From the text on brain hypoxia below, list every cause named under the heading "Diseases Causing Brain Hypoxia."

◆ Study text ◆
━━━━━━━━━━━━━━━━━━━━━━━━━━━━━━

Cerebral hypoxia, or brain hypoxia, develops when the brain does not receive enough oxygen to sustain its normal metabolism. Out of all the organs, a lack of oxygen is most dangerous to the brain. Neurons begin to die after they have been without oxygen for approximately five minutes (Ref 1). To minimize the chances of severe brain damage, coma or even death, rapid medical attention is required to restore oxygen supply.
Causes of Brain Hypoxia in Fetuses and Infants
Brain Hypoxia is common among fetuses and infants. The reasons for this are many. The placenta may not work properly, or it might abrupt. The umbilical cord is sometimes wrapped around the throat of the fetus and the baby does not get enough oxygen. Brain hypoxia is more common in premature infants and in babies that are smaller than you would expect based on the pregnancy week. A lack of oxygen during pregnancy and childbirth can lead to such complications as cerebral palsy.
Accidents Causing Brain Hypoxia
Brain hypoxia is common after choking, diving and strangulation accidents. Asphyxiation caused by smoke inhalation is frequent among fire accident victims. High altitude can sometimes caused limited flow of oxygen to the brain. Brain hypoxia can also happen after a drug overdose.
Diseases Causing Brain Hypoxia
Paralysis causing a loss of movement of the breathing muscles can shut down the oxygen supply to the brain. Cardiac arrest, stroke, or complications during general anesthesia can also cause insufficient supply of oxygen to the brain.
Causes of Mild Brain Hypoxia
A mild form of brain hypoxia can be caused by such conditions as asthma, anemia, or even low blood pressure. As long as a condition diminishes the amount of oxygen that the brain receivies, it is possible that the condition might lead to brain hypoxia..
If the brain does not receive enough oxygen for a short period of time, doctors may not even realize that a patient is suffering from cerebral hypoxia. His only symptoms might be that he seems inattentive, lightheaded, and has uncoordinated movement. In a more serious case of brain hypoxia, the symptoms are easier to spot. Severe cognitive impairments in memory or learning can occur as a result. A patient's heart rate increases, as it is trying to pump more oxygen to the brain. Eventually, the heart might stop, and a person's eyes would stop responding to light. Seizures, coma or even death can occur as a result.
The prognosis from brain hypoxia depends strongly on how long the brain has been deprived of oxygen and whether the oxygen has been cut off entirely. If the brain has received too little oxygen for only a brief period, the symptoms might disappear once the brain gets enough oxygen again and the patient can make a full recovery. More commonly, patient will experience some problems. These might include amnesia, or memory problems, hallucinations, and muscle spasm or seizures. In most severe cases, cerebral hypoxia might result in permanent comas or even death.

━━━━━━━━━━━━━━━━━━━━━━━━━━━━━━

◆ Given data ◆
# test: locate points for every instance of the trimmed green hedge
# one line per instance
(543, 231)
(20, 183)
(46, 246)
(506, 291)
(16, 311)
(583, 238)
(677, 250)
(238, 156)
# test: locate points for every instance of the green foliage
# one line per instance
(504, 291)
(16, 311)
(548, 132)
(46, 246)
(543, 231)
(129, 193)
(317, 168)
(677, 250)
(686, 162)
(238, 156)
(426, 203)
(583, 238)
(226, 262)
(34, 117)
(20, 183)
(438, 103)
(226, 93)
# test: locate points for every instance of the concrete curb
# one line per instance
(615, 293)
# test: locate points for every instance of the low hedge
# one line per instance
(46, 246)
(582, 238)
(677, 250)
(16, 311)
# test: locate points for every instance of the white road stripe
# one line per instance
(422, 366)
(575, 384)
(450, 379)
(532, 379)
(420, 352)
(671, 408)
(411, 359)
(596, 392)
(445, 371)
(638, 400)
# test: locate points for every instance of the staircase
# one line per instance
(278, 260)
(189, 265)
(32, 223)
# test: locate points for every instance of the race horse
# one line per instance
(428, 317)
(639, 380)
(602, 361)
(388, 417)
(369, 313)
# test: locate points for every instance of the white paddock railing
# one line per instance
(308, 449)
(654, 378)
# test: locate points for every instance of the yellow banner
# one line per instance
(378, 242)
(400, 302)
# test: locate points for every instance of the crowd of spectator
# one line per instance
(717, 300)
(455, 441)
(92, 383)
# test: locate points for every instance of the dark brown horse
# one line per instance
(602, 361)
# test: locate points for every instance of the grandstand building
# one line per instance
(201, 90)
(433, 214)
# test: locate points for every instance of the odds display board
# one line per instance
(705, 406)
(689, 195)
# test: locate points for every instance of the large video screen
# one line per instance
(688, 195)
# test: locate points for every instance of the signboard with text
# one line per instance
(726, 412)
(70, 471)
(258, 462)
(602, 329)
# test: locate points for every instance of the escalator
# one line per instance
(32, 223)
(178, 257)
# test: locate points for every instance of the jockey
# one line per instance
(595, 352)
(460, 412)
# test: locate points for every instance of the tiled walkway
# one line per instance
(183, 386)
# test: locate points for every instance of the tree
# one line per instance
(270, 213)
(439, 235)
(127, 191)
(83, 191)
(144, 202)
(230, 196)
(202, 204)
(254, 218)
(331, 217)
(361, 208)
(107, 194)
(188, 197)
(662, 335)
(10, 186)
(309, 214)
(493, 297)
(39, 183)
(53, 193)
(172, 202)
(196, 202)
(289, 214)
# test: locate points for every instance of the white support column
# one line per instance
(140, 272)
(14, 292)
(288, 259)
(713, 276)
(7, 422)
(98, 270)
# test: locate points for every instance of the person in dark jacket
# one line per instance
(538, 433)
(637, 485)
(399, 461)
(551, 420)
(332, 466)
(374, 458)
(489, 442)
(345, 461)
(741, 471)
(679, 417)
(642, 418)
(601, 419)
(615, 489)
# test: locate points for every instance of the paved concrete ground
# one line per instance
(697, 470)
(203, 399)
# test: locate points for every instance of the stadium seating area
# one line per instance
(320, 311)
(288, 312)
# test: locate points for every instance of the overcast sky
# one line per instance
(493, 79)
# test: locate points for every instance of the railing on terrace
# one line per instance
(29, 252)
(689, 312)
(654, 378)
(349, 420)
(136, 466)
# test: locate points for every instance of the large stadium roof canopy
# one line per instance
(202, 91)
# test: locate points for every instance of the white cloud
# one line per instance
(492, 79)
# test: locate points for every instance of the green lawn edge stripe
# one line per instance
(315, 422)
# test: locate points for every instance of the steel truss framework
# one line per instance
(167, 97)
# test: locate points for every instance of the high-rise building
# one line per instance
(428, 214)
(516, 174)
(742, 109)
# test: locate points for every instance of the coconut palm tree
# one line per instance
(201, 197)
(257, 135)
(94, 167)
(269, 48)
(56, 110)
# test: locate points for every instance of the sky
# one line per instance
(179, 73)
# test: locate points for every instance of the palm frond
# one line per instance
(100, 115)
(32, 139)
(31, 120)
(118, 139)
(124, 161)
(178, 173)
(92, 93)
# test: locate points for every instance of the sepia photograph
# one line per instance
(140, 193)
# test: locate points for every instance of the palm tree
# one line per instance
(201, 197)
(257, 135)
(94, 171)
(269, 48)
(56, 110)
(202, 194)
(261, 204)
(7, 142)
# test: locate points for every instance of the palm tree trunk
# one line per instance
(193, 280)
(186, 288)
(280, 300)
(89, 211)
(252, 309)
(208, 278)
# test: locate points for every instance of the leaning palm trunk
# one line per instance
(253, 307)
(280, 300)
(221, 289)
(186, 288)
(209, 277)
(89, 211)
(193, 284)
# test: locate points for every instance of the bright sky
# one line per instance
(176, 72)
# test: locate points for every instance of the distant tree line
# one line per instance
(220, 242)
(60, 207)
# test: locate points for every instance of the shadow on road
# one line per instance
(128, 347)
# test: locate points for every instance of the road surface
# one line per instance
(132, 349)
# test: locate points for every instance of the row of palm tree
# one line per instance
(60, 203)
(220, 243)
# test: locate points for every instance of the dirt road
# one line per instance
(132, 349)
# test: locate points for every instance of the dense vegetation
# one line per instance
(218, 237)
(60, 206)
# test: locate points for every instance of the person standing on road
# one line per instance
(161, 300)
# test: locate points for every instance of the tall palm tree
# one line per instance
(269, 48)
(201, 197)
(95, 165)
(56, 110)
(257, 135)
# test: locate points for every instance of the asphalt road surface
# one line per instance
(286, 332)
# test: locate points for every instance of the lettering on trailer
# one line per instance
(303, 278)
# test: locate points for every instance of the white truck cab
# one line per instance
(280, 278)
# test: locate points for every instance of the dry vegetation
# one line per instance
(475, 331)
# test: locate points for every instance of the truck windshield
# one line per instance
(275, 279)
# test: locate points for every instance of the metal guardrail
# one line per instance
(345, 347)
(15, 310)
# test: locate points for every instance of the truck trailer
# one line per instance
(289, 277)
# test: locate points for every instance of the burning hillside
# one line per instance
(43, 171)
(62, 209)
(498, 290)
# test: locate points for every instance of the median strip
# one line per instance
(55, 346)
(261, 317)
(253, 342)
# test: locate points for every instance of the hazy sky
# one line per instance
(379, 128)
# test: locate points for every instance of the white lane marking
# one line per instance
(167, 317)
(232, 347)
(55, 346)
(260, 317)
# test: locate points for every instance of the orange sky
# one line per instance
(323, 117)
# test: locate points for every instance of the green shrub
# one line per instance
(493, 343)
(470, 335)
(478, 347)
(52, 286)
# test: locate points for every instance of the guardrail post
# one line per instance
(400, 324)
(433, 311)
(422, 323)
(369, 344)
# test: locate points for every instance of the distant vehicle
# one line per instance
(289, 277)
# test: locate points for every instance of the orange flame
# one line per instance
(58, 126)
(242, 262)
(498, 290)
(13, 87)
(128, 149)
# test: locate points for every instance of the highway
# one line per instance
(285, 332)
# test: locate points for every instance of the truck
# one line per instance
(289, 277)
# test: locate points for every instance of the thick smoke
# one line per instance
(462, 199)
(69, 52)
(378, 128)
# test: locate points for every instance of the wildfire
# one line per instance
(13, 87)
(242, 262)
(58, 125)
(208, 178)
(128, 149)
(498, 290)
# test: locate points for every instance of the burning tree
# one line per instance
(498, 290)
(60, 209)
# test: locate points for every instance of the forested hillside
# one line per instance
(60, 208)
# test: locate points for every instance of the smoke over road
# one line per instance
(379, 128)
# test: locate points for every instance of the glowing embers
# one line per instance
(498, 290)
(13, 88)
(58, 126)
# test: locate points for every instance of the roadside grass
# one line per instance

━━━━━━━━━━━━━━━━━━━━━━━━━━━━━━

◆ Expected answer ◆
- Paralysis causing a loss of movement of the breathing muscles
- Cardiac arrest
- Stroke
- Complications during general anesthesia